Start of Extract to read

Threat Detection – Episode 22 – Gaming A.I. (Part 1)

lucy grand

What’s Threat Detection?

Threat Detection is a lively, smart, frequently funny and always irreverent videogame chat show on Each week, hosts Gareth Stack & James Van De Waal take an hour or two to tear apart a videogame topic, like character, horror, or sex.

Download: Threat Detection – Episode 22

Why is artificial intelligence hard?

Primarily because we don’t really understand human intelligence. Especially as applied to areas like language and creativity. There’s a mysterious middle-ground between our understanding of what’s happening at a high level (cognitive processes) and low level (individual neuronal signalling). For example, neuroscientists still don’t know for certain whether ideas are distributed (hebbian cell assemblies) or located in individual neuronal cortices.

End of Extract to read
Start of Records

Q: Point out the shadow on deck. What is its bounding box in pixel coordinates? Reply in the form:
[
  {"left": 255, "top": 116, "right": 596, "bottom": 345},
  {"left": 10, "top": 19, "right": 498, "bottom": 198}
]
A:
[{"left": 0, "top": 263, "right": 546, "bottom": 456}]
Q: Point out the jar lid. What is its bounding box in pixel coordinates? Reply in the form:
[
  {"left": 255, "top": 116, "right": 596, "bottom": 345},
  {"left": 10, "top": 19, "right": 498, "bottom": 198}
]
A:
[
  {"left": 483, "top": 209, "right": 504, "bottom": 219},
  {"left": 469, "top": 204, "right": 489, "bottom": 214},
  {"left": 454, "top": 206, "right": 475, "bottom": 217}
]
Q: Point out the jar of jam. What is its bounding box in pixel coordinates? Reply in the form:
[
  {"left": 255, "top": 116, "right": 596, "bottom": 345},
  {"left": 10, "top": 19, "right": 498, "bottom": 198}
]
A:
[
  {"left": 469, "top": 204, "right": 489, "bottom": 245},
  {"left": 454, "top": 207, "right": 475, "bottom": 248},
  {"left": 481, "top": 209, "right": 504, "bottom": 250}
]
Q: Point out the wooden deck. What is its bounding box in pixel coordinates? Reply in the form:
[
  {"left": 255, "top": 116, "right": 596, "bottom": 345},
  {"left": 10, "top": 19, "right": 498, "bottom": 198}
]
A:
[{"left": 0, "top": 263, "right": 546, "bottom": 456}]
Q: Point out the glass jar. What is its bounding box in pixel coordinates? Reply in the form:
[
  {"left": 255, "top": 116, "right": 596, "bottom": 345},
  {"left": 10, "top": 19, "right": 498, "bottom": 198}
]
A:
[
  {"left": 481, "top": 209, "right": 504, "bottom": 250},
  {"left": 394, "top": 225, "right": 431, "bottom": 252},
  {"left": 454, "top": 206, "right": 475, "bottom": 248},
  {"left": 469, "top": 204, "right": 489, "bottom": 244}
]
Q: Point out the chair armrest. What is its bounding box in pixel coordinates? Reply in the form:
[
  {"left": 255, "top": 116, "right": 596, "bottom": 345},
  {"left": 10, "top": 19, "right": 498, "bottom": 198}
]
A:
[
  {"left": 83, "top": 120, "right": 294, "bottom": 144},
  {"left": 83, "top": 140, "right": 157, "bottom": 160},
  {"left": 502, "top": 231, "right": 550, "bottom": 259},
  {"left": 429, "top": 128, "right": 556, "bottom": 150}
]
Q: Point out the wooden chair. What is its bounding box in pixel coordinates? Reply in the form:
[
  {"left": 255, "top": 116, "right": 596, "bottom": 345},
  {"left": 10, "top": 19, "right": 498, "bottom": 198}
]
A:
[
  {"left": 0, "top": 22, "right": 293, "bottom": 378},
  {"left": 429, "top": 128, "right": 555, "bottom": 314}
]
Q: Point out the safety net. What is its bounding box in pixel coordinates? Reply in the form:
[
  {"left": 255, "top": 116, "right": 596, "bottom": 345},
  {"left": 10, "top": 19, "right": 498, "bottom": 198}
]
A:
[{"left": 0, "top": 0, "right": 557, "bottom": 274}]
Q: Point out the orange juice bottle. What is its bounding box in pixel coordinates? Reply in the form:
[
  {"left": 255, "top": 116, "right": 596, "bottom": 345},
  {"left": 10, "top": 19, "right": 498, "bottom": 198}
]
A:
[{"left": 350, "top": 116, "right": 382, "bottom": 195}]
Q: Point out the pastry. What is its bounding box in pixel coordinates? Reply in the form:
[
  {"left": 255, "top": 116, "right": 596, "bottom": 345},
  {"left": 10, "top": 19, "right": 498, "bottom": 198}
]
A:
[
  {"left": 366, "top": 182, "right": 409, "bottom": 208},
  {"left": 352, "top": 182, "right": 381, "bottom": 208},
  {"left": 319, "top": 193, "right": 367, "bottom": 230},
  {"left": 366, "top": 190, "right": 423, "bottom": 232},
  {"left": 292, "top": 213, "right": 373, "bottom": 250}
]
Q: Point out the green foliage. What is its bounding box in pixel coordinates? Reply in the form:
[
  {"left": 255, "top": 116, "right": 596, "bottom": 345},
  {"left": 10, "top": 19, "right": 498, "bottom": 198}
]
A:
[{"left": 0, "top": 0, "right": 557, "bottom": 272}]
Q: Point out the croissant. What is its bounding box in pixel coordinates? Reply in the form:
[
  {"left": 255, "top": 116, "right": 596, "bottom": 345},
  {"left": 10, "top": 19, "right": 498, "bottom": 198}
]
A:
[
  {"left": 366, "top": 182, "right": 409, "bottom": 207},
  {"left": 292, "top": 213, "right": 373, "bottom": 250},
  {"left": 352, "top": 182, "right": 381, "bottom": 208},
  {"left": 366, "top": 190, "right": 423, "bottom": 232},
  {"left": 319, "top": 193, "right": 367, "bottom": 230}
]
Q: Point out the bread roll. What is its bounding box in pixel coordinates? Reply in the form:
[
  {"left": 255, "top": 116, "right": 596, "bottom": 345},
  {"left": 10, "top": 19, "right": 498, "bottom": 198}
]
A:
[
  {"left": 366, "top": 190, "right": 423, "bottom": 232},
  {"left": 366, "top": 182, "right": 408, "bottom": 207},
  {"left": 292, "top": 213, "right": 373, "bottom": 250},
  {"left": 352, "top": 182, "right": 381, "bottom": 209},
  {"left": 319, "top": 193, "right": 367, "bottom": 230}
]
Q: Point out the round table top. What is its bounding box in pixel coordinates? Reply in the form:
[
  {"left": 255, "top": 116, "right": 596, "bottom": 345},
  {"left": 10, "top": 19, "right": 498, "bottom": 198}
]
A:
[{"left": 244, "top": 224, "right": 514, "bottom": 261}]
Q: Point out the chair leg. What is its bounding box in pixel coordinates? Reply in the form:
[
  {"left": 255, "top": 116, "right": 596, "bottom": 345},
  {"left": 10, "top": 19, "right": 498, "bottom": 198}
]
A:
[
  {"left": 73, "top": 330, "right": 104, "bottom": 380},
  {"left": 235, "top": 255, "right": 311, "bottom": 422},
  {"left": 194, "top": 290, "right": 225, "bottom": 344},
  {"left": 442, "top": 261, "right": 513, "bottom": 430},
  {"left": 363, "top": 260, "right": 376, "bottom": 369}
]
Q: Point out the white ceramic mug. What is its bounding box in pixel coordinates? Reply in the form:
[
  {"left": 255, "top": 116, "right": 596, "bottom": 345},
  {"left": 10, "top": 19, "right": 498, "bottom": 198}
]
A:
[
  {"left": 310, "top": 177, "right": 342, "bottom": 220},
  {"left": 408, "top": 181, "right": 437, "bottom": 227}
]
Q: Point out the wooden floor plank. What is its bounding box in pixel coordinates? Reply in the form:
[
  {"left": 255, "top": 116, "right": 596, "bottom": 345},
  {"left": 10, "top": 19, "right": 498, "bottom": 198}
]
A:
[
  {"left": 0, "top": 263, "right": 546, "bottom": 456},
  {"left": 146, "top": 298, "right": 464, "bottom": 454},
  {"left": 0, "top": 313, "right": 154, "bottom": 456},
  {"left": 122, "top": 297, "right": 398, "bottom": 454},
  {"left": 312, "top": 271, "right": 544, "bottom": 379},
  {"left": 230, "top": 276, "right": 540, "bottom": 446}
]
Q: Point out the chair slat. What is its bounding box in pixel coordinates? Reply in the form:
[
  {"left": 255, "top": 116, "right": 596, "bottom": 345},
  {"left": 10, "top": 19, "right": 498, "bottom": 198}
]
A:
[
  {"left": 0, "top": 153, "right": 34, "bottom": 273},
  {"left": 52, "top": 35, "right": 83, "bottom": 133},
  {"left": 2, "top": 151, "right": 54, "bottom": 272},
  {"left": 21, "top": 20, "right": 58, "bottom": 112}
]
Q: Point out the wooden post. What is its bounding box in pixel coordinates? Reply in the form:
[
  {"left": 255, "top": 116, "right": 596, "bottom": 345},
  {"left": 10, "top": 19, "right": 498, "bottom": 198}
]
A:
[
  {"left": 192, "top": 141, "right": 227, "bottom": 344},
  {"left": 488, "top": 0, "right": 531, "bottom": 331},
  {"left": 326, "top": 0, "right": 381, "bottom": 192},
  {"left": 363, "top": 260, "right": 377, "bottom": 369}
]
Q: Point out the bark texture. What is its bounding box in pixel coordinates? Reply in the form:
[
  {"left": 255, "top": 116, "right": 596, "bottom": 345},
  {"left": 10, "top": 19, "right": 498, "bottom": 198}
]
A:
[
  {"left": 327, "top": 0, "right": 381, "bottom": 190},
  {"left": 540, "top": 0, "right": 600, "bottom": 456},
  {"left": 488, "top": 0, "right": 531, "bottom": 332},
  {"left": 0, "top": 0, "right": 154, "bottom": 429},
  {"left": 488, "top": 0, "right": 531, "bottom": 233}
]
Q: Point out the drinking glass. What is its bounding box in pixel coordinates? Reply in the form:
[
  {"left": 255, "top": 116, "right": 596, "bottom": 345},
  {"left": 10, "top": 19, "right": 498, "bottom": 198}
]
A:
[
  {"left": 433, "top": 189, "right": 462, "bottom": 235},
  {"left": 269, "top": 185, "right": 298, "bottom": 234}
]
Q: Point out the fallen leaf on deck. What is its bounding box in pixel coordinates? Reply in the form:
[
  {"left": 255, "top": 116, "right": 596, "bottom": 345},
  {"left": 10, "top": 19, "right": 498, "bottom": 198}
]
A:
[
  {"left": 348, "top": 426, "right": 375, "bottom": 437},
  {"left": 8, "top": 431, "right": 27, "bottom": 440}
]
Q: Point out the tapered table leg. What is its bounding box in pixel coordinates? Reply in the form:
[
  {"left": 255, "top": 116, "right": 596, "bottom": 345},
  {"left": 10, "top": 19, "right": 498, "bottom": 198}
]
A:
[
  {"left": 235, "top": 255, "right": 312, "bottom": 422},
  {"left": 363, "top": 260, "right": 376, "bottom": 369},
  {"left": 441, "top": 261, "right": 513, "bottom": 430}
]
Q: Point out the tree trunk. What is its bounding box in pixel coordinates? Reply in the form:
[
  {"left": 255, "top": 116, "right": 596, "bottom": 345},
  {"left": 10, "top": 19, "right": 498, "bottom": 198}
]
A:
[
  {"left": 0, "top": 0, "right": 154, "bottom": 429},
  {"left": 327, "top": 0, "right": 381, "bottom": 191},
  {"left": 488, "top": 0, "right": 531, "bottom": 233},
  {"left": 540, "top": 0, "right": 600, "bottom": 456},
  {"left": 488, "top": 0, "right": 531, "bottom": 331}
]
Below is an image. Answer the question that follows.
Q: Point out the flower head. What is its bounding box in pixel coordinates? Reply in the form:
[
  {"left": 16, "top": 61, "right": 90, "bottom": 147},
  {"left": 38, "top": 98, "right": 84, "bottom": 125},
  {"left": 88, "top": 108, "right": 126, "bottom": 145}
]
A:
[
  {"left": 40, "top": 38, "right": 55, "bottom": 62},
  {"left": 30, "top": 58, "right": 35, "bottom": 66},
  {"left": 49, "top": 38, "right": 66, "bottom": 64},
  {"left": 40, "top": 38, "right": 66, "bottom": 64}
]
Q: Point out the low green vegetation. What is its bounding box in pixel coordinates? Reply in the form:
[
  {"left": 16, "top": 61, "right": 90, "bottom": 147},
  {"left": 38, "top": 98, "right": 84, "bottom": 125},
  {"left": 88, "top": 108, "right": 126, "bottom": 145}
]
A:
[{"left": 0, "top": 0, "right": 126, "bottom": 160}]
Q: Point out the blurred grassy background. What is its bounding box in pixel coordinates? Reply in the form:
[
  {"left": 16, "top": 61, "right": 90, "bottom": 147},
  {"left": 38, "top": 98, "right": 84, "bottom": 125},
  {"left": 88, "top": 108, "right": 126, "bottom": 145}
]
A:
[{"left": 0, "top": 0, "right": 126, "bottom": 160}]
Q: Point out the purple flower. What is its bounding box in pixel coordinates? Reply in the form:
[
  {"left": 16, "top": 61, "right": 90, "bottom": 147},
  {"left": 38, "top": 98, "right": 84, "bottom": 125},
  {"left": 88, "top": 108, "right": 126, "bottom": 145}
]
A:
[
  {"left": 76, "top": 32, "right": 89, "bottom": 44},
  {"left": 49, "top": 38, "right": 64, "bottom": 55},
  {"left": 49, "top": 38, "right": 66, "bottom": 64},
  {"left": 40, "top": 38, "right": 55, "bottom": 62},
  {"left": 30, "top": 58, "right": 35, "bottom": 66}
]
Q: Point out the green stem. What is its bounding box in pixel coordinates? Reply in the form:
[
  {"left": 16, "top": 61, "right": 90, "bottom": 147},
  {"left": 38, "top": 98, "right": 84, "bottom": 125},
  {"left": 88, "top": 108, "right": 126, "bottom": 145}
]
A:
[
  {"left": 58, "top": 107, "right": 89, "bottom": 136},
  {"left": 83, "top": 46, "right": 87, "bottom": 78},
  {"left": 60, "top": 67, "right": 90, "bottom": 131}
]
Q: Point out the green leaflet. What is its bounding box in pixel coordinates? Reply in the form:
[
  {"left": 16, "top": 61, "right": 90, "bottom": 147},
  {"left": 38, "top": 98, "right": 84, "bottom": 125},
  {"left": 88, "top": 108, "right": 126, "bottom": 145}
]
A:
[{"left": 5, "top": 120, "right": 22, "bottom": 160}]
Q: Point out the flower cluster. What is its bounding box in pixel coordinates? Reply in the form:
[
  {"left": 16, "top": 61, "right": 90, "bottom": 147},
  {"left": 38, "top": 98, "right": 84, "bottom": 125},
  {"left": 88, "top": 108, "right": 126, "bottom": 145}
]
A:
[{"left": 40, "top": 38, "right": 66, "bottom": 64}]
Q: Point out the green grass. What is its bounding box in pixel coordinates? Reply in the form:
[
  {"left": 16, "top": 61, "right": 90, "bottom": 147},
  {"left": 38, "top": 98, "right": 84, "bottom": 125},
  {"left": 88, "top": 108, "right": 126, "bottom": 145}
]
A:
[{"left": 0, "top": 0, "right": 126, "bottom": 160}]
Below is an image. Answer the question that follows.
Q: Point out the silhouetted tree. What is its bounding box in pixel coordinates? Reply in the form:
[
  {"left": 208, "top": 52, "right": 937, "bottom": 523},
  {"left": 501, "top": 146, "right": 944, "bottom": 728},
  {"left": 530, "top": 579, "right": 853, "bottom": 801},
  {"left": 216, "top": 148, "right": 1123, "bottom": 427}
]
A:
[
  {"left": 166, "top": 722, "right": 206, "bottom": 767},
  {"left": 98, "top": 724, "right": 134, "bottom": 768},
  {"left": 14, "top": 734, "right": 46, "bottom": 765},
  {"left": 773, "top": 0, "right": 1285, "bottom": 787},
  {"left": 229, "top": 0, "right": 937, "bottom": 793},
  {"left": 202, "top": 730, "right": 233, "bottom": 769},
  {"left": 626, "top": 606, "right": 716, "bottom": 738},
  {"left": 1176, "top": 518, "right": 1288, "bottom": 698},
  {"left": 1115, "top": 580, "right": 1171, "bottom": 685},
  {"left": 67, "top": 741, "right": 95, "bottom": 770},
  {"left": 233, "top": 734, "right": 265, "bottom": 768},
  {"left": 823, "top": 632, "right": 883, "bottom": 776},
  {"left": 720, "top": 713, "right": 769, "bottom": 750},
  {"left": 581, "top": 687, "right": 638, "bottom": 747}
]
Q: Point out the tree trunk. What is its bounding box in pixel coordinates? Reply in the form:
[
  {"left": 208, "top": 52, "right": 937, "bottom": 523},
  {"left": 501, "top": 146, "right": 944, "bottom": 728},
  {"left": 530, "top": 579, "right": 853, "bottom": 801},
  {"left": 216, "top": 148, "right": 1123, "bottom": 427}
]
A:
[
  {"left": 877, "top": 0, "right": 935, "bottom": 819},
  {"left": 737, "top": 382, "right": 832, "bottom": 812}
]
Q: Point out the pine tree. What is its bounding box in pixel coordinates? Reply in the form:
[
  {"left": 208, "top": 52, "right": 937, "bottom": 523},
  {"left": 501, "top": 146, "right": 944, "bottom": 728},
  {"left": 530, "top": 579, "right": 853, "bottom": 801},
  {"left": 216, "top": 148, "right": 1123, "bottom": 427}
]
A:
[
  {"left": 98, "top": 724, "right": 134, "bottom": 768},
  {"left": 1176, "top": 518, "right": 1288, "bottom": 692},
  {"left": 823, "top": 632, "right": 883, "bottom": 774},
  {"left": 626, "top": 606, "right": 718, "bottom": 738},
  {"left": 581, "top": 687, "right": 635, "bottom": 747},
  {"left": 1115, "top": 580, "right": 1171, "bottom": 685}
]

End of Records

* Task 1
Answer each question from the Threat Detection page.
(a) Who hosts the show?
(b) What does the page give as the primary reason artificial intelligence is hard?
(c) What do neuroscientists still not know for certain?
* Task 2
Summarize the Threat Detection page in two sentences.
The data above are material separate from the Threat Detection page.

* Your response 1
(a) Gareth Stack and James Van De Waal.
(b) We don't really understand human intelligence.
(c) Whether ideas are distributed (hebbian cell assemblies) or located in individual neuronal cortices.

* Your response 2
Threat Detection is a lively, often funny and irreverent videogame chat show whose hosts, Gareth Stack and James Van De Waal, spend an hour or two each week tearing apart a videogame topic. Episode 22 takes up gaming A.I., which the page says is hard primarily because we don't really understand human intelligence, especially in areas like language and creativity.